USING THE INFORMATION:
1 – Reproduce the passage of the comment on the alignment problem between "- Systems like" and "prompted or tuned.", inclusive.
2 – In the comment on the alignment problem, what do alignment properties depend heavily on?
3 – Decide whether each statement agrees with the comment on the alignment problem, giving yes or no and quoting the deciding words: (a) Today's LLMs and image generators are described as generative models of certain parts of the world. (b) Systems like o1 are called fully general planners. (c) The commenter starts the analysis with moment-to-moment deliberation.

DOCUMENT EXTRACT:
Oliver Sourbut comments on What Is The Alignment Problem?

Oliver Sourbut Jan 16, 2025, 12:49 PM
15 points
1
Organisms in general typically sense their environment and take different actions across a wide variety of environmental conditions, so as to cause there to be approximate copies of themselves in the future.^[4] That’s basic agency.^[5]
I agree with this breakdown, except I start the analysis with moment-to-moment deliberation, and note that having there (continue to) be relevantly similar deliberators is a very widely-applicable intermediate objective, from where we get control (‘basic agency’) but also delegation and replication.
The way the terms have typically been used historically, the simplest summary would be:
- Today’s LLMs and image generators are generative models of (certain parts of) the world.
- Systems like e.g. o1 are somewhat-general planners/solvers on top of those models. Also, LLMs can be used directly as planners/solvers when suitably prompted or tuned.
- To go from a general planner/solver to an agent, one can simply hook the system up to some sensors and actuators (possibly a human user) and specify a nominal goal… assuming the planner/solver is capable enough to figure it out from there.
Yep! But (I think maybe you’d agree) there’s a lot of bleed between these abstractions, especially when we get to heavily finetuned models. For example...
Applying all that to typical usage of LLMs (including o1-style models): an LLM isn’t the kind of thing which is aligned or unaligned, in general. If we specify how the LLM is connected to the environment (e.g. via some specific sensors and actuators, or via a human user), then we can talk about both (a) how aligned to human values is the nominal objective given to the LLM^[8], and (b) how aligned to the nominal objective is the LLM’s actual effects on its environment. Alignment properties depend heavily on how the LLM is wired up to the environment, so different usage or different scaffolding will yield different alignment properties.

DATASET EXTRACT:
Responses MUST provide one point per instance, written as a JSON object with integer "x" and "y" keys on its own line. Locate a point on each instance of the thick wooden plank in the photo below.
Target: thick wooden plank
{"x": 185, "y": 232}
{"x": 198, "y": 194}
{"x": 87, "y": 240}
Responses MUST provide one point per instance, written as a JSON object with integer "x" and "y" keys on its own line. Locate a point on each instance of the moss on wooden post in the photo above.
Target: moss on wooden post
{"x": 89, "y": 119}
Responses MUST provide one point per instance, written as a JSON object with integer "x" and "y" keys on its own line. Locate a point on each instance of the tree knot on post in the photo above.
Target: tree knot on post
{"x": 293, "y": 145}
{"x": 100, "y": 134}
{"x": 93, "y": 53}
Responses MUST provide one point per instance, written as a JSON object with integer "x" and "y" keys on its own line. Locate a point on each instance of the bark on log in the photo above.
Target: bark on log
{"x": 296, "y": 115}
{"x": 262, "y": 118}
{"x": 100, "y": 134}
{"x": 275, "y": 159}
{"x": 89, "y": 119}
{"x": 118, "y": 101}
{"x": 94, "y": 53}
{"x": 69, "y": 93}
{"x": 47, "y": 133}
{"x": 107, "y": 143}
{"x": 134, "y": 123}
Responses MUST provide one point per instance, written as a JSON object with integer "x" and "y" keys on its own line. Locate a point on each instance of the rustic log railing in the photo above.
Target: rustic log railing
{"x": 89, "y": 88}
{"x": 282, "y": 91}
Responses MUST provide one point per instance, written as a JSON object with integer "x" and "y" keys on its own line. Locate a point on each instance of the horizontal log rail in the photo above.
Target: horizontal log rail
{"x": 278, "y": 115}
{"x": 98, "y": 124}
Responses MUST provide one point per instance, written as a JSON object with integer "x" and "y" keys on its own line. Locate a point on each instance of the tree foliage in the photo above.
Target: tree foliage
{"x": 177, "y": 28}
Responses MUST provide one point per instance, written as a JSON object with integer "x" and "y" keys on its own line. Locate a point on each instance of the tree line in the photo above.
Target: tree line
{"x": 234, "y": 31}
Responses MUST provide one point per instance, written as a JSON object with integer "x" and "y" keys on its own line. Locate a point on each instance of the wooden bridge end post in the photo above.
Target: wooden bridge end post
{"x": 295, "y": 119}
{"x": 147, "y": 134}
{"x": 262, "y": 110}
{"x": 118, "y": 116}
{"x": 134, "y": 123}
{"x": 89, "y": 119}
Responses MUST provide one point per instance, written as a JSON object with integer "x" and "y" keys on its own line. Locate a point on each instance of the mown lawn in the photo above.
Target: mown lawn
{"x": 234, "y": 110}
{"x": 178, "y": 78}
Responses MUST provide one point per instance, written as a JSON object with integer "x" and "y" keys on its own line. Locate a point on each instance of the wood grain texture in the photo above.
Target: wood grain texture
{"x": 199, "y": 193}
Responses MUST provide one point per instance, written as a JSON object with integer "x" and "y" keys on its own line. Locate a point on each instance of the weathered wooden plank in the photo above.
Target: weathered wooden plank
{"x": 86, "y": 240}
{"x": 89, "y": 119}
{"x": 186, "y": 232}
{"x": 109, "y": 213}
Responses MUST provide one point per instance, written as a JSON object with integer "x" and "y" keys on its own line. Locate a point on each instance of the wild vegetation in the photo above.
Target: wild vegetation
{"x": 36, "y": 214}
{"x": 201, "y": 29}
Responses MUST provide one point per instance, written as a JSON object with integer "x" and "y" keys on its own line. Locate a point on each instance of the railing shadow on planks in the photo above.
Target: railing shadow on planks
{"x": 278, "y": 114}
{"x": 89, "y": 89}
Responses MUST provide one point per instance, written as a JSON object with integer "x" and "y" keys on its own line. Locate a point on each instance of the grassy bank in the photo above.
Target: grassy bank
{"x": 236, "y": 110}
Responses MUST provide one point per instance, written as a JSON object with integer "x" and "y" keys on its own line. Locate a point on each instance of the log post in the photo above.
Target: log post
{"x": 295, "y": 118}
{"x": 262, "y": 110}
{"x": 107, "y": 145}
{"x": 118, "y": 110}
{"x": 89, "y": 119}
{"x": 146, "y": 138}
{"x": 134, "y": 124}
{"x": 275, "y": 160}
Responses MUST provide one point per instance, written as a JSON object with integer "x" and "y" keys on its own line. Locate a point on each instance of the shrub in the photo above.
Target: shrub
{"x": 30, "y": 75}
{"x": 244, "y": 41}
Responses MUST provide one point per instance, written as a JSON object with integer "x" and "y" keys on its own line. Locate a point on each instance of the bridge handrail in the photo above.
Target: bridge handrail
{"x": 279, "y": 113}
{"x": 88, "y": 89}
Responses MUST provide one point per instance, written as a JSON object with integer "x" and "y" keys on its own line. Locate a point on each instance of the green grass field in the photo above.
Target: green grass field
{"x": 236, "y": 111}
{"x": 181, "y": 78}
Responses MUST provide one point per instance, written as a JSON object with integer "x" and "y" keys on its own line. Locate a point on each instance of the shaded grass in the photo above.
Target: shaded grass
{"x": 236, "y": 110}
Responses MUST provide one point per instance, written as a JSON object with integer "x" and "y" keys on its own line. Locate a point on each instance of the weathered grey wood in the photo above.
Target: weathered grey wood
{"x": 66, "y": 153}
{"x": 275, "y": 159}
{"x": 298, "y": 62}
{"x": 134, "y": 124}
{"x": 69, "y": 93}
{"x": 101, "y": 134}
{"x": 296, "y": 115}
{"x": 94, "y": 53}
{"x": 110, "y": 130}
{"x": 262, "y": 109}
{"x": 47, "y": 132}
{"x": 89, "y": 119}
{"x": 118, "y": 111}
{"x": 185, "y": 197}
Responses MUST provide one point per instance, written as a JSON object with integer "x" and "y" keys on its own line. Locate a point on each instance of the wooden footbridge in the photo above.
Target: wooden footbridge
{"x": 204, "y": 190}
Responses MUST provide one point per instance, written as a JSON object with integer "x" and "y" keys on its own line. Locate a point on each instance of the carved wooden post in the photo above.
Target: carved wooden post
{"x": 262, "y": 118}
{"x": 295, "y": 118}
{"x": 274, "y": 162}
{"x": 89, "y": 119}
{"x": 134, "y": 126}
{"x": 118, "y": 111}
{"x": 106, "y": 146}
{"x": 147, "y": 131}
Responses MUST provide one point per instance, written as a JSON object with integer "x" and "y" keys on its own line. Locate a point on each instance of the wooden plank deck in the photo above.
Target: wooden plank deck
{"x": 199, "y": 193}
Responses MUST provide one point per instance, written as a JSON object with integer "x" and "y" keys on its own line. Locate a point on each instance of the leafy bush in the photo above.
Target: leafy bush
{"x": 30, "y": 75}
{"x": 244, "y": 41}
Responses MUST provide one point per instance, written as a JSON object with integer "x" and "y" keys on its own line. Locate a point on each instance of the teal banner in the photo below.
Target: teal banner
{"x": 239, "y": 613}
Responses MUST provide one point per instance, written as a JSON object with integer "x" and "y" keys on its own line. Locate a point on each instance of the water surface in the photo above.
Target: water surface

RESPONSES IN ORDER:
1 –
- Systems like e.g. o1 are somewhat-general planners/solvers on top of those models. Also, LLMs can be used directly as planners/solvers when suitably prompted or tuned.

2 – They depend heavily on how the LLM is wired up to the environment.

3 –
(a) Yes: "Today’s LLMs and image generators are generative models of (certain parts of) the world."
(b) No: "Systems like e.g. o1 are somewhat-general planners/solvers on top of those models."
(c) Yes: "I start the analysis with moment-to-moment deliberation"